# Task objective
Express the lines of the rows from the line with "Where in the following screenshot does the towering" up to and including the line with "[0,0,1200,748]" as a JSON list of strings, one string per line. Leave out blank lines and the pictures.

# Data excerpts
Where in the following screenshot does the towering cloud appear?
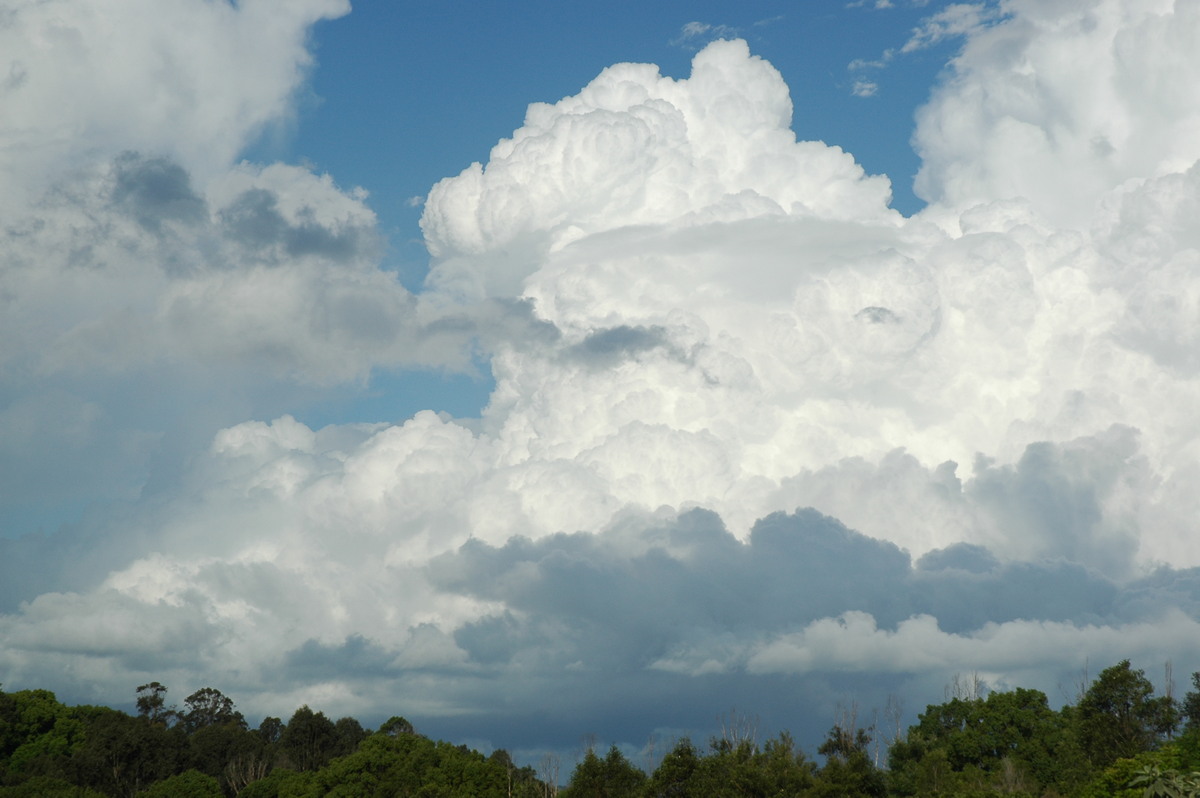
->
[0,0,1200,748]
...
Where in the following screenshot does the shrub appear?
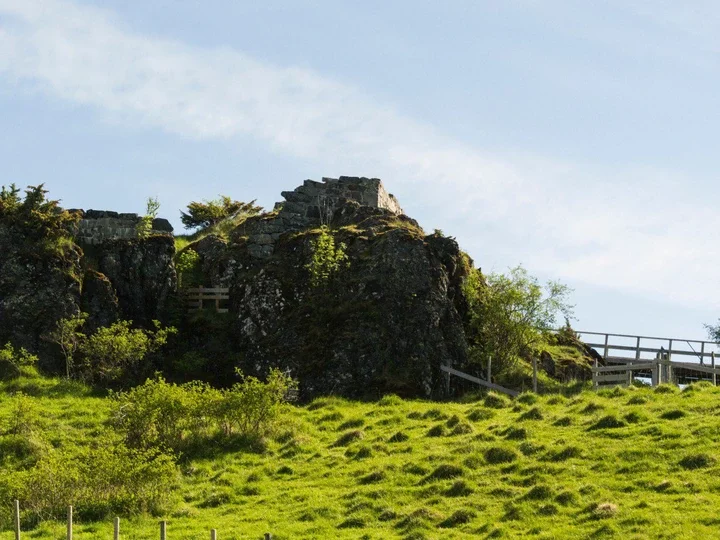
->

# Output below
[
  "Where in the following screenshot does the towering cloud appear?",
  "->",
  "[0,0,1200,748]"
]